**Short task**
Copy the listing below word for word, every line of it, but leave out the pictures.

Listed records start

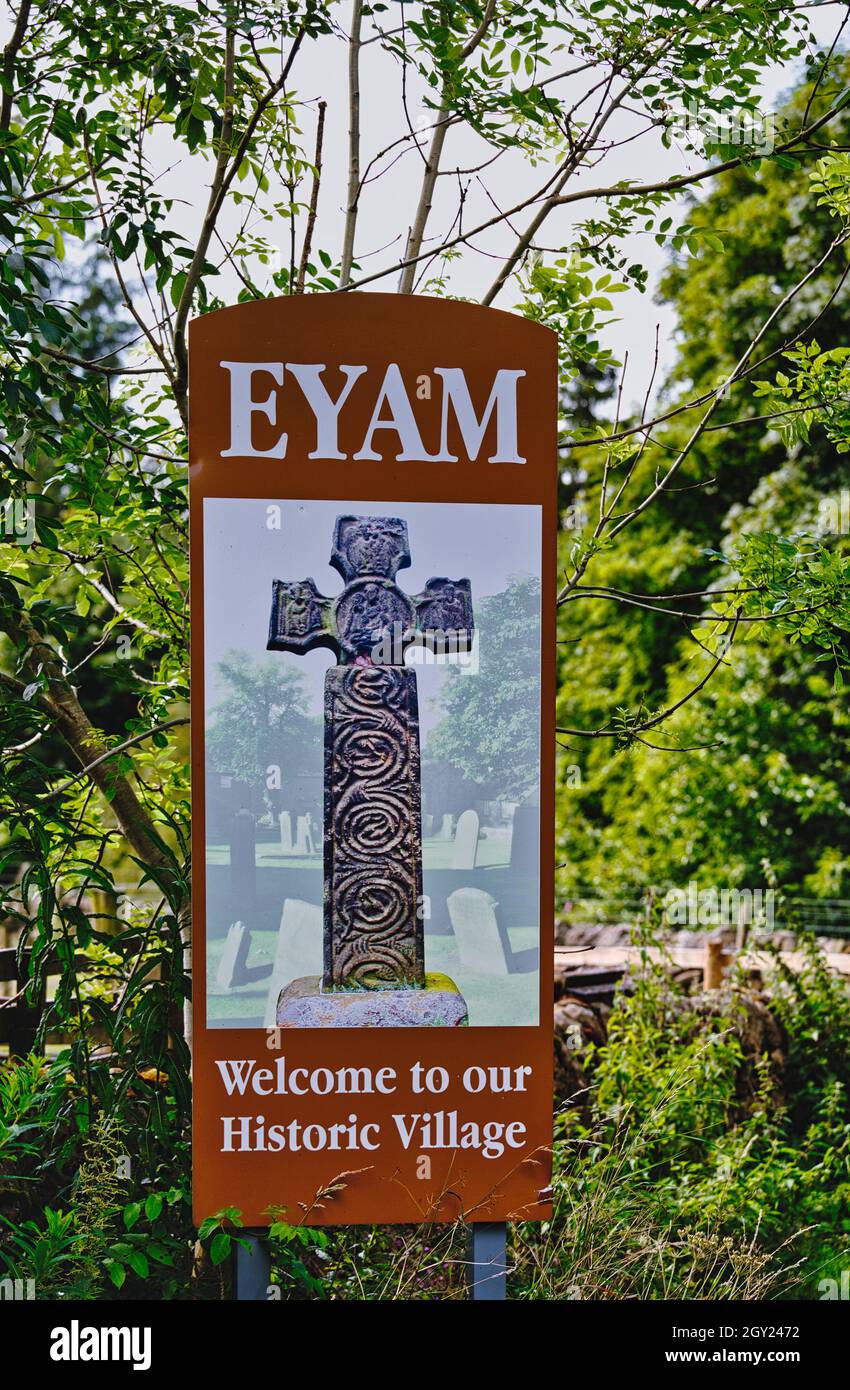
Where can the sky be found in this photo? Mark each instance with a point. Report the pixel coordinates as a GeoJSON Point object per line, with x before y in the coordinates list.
{"type": "Point", "coordinates": [388, 202]}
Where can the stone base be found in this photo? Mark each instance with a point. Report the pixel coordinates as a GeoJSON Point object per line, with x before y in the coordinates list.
{"type": "Point", "coordinates": [303, 1005]}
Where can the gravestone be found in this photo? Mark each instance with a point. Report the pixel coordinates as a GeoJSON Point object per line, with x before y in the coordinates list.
{"type": "Point", "coordinates": [234, 957]}
{"type": "Point", "coordinates": [482, 941]}
{"type": "Point", "coordinates": [465, 840]}
{"type": "Point", "coordinates": [299, 951]}
{"type": "Point", "coordinates": [372, 847]}
{"type": "Point", "coordinates": [525, 838]}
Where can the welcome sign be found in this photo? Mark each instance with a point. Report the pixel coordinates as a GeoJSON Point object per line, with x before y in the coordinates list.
{"type": "Point", "coordinates": [372, 519]}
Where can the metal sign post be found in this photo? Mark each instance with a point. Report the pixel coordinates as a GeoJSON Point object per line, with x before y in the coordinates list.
{"type": "Point", "coordinates": [488, 1261]}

Listed records end

**Output of the exercise**
Where can the sky be found in this photo? Mark each instance with a point. Report the pixel coordinates as a GeoJSON Point object per line, with x before y in the coordinates list.
{"type": "Point", "coordinates": [388, 202]}
Where can the stone base be found in this photo? Mark each instance with a point. Report the pixel coordinates as a GeoJSON Point object per line, with x before y in the coordinates list.
{"type": "Point", "coordinates": [303, 1005]}
Where can the gravestone be found in this photo? Mark each instance with a point. Report the pixel coordinates as a GeoJSON Point object per line, with x before y in the coordinates list.
{"type": "Point", "coordinates": [234, 957]}
{"type": "Point", "coordinates": [482, 941]}
{"type": "Point", "coordinates": [465, 840]}
{"type": "Point", "coordinates": [299, 951]}
{"type": "Point", "coordinates": [372, 847]}
{"type": "Point", "coordinates": [525, 838]}
Where can the welcome sign be found in this photo? Mark each instance with a point. Report the pixel coordinates as a GeoJSON Point object per line, with x before y in the coordinates list.
{"type": "Point", "coordinates": [372, 519]}
Where can the metal sign post be found in this photo? Mark each instance with a point. Report the pixel coordinates as a GeoJSON Point object per line, with x before y in the coordinates list.
{"type": "Point", "coordinates": [488, 1261]}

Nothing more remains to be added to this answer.